▸ TASK PROMPT: Report only the number of lines in the records that contain the word "part".

▸ WORKING DATA:
* * * * * * * * *

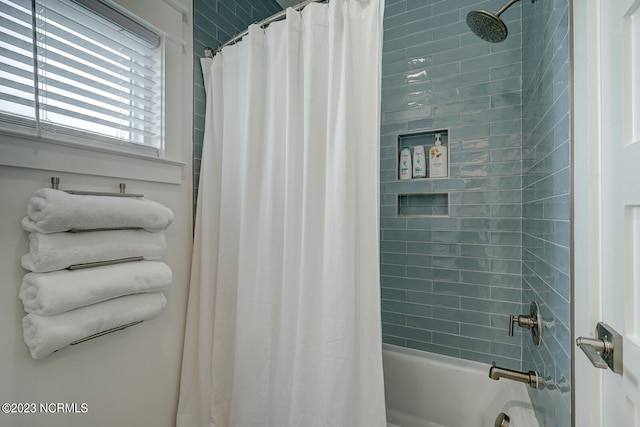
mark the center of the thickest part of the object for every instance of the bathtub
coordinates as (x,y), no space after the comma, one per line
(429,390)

* * * * * * * * *

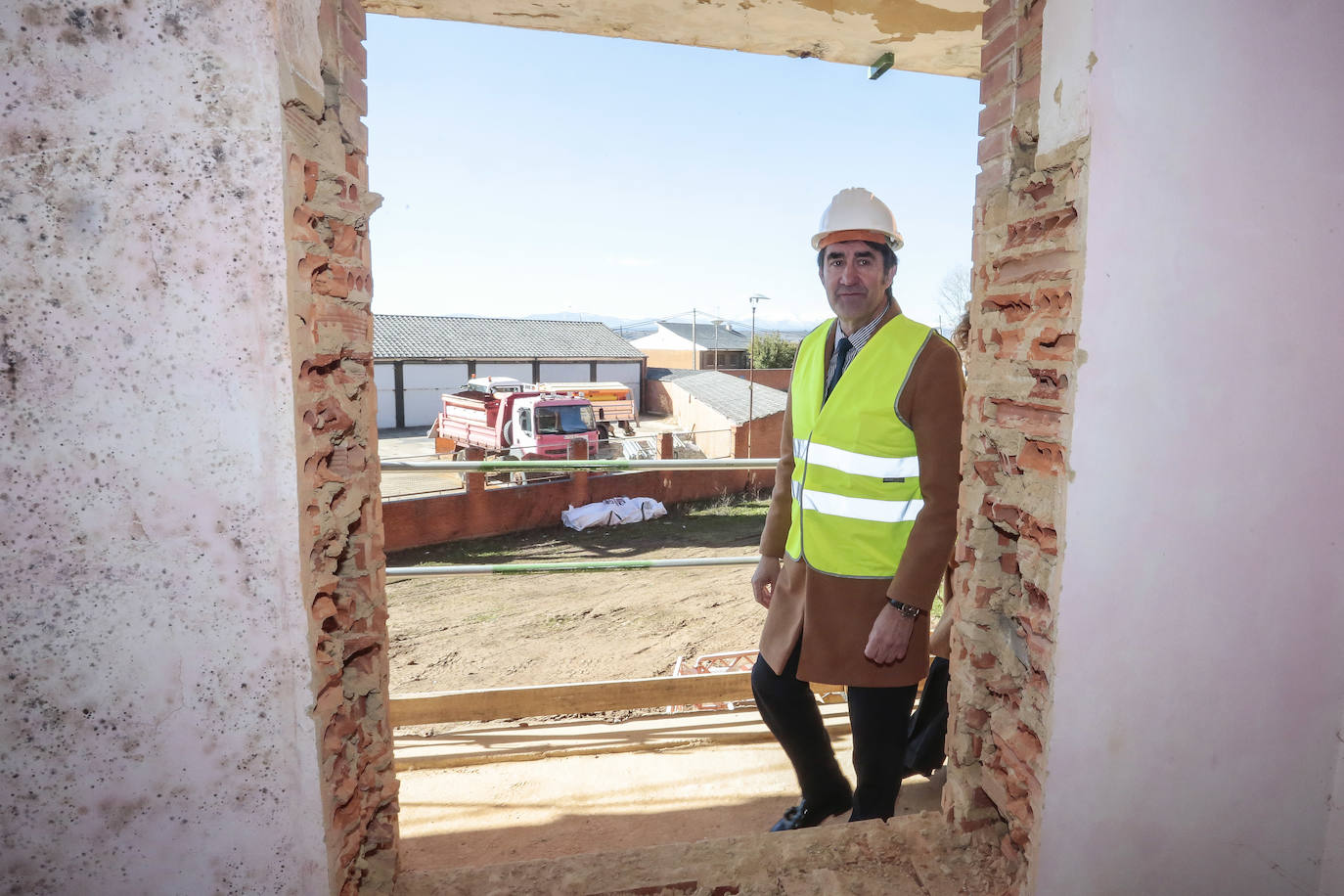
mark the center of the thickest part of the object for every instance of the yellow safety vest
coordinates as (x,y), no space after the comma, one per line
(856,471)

* * * * * * * * *

▸ ANSWER SPACE: 2